## SOURCE EXCERPT
PostgreSQL sequence based on another column
Asked Answered
C

8

69

Lets say I have a table as such:

Column   |     Type    |                        Notes
---------+------------ +----------------------------------------------------------
 id      | integer     | An ID that's FK to some other table
 seq     | integer     | Each ID gets its own seq number
 data    | text        | Just some text, totally irrelevant.

id + seq is a combined key.

What I'd like to see is:

ID  | SEQ   |                        DATA
----+------ +----------------------------------------------
 1  | 1     | Quick brown fox, lorem ipsum, lazy dog, etc etc.
 1  | 2     | Quick brown fox, lorem ipsum, lazy dog, etc etc.
 1  | 3     | Quick brown fox, lorem ipsum, lazy dog, etc etc.
 1  | 4     | Quick brown fox, lorem ipsum, lazy dog, etc etc.
 2  | 1     | Quick brown fox, lorem ipsum, lazy dog, etc etc.
 3  | 1     | Quick brown fox, lorem ipsum, lazy dog, etc etc.
 3  | 2     | Quick brown fox, lorem ipsum, lazy dog, etc etc.
 3  | 3     | Quick brown fox, lorem ipsum, lazy dog, etc etc.
 3  | 4     | Quick brown fox, lorem ipsum, lazy dog, etc etc.

As you can see, a combination of id and seq is unique.

I'm not sure how to set up my table (or insert statement?) to do this. I'd like to insert id and data, resulting in seq being a sub-sequence dependent on id.

Consultant answered 25/7, 2011 at 20:22 Comment(10)

## PROVIDED INFORMATION
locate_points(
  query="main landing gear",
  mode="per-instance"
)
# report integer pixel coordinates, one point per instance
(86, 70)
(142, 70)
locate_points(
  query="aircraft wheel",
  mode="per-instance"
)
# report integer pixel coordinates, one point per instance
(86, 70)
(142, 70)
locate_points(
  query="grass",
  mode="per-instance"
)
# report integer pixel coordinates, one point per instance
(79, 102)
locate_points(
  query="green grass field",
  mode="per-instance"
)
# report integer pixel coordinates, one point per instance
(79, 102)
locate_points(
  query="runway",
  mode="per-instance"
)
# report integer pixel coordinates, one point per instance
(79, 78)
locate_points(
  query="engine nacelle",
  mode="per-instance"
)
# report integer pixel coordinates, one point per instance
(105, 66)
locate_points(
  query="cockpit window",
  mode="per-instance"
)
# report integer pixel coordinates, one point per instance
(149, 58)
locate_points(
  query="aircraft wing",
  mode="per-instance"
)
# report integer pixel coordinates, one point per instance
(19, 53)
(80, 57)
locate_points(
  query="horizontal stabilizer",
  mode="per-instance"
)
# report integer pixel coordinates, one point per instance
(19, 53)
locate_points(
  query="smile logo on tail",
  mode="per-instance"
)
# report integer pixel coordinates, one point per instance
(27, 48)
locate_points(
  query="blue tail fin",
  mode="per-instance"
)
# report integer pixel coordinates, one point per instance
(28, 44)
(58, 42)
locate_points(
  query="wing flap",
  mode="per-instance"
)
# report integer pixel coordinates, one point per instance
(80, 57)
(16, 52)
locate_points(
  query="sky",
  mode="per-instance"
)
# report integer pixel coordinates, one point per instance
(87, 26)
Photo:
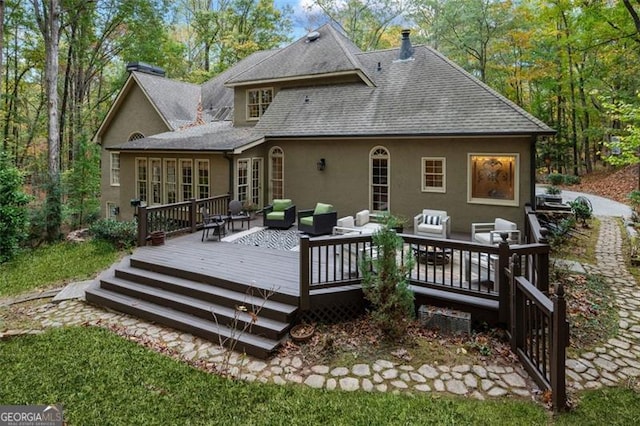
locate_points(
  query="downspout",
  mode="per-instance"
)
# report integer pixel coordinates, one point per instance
(532, 161)
(230, 158)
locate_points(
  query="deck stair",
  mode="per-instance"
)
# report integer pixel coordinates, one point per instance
(201, 304)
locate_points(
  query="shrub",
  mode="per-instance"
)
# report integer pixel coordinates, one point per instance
(553, 190)
(121, 234)
(634, 199)
(555, 179)
(13, 210)
(385, 282)
(571, 180)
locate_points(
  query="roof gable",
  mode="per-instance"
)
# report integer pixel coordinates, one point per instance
(331, 53)
(425, 96)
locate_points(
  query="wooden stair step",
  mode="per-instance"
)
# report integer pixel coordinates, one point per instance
(257, 346)
(184, 272)
(223, 296)
(224, 316)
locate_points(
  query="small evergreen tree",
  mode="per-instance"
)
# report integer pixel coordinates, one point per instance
(385, 282)
(13, 209)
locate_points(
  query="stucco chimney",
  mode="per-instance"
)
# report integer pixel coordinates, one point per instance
(406, 50)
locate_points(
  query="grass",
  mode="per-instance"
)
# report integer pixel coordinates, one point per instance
(100, 378)
(54, 265)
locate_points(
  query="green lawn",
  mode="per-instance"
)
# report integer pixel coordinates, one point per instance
(101, 379)
(55, 265)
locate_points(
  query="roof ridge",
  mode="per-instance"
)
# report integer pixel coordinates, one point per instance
(508, 102)
(339, 37)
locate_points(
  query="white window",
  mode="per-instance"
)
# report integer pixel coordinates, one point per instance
(171, 180)
(242, 179)
(276, 173)
(493, 179)
(379, 179)
(112, 210)
(186, 179)
(155, 166)
(141, 179)
(434, 174)
(115, 169)
(258, 101)
(203, 178)
(135, 136)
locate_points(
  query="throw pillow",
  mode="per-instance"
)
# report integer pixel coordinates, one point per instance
(431, 220)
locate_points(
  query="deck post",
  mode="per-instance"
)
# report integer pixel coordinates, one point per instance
(558, 350)
(305, 302)
(193, 215)
(542, 283)
(142, 226)
(503, 262)
(517, 309)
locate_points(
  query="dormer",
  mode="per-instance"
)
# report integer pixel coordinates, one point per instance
(322, 57)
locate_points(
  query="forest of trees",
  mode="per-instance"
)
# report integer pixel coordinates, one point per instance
(572, 64)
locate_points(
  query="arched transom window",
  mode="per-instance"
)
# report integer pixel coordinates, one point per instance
(379, 179)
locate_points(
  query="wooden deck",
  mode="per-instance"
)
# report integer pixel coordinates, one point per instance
(258, 267)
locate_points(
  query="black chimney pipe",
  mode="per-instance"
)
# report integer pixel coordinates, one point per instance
(406, 50)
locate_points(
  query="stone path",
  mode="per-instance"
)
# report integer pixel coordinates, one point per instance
(619, 359)
(616, 361)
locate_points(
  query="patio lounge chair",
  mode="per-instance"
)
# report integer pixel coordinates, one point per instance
(489, 233)
(361, 224)
(432, 223)
(318, 221)
(281, 213)
(212, 222)
(237, 215)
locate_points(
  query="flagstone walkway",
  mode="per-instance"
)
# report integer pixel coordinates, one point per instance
(616, 361)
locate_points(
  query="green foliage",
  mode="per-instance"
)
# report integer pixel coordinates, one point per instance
(634, 199)
(385, 281)
(122, 383)
(581, 209)
(571, 179)
(555, 179)
(13, 210)
(55, 264)
(553, 190)
(53, 209)
(81, 186)
(122, 234)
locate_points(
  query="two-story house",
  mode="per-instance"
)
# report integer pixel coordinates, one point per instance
(394, 130)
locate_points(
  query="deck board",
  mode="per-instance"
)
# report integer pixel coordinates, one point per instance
(267, 269)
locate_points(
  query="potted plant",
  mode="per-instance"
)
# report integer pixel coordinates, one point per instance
(553, 195)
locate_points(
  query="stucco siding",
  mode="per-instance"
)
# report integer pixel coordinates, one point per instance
(345, 181)
(135, 114)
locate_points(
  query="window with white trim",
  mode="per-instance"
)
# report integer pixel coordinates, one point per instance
(141, 179)
(379, 179)
(155, 167)
(115, 168)
(434, 174)
(135, 136)
(243, 180)
(171, 180)
(202, 167)
(493, 178)
(186, 179)
(258, 100)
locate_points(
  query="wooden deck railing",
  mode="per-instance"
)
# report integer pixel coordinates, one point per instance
(539, 333)
(178, 217)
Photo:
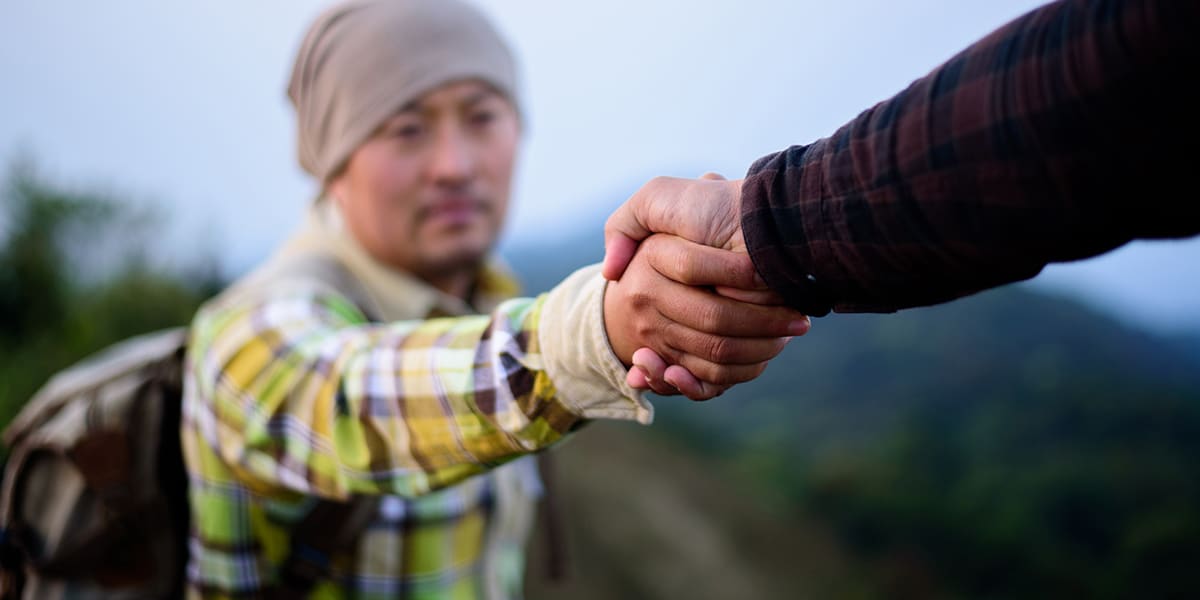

## WHAT IS ASKED
A - Return everything from "Lets say I have" down to "text, totally irrelevant." in the PostgreSQL question, copied character for character.
B - Say whether each statement agrees with the PostgreSQL question, answering yes or no and quoting the words of the question that decide it: (i) every ID is given its own seq number; (ii) id and seq together form a combined key; (iii) the poster wants to supply the seq value directly when inserting id and data.

## THE SOLUTIONS
A -
Lets say I have a table as such:

Column   |     Type    |                        Notes
---------+------------ +----------------------------------------------------------
 id      | integer     | An ID that's FK to some other table
 seq     | integer     | Each ID gets its own seq number
 data    | text        | Just some text, totally irrelevant.

B -
(i) Yes: "Each ID gets its own seq number"
(ii) Yes: "id + seq is a combined key."
(iii) No: "I'd like to insert id and data, resulting in seq being a sub-sequence dependent on id."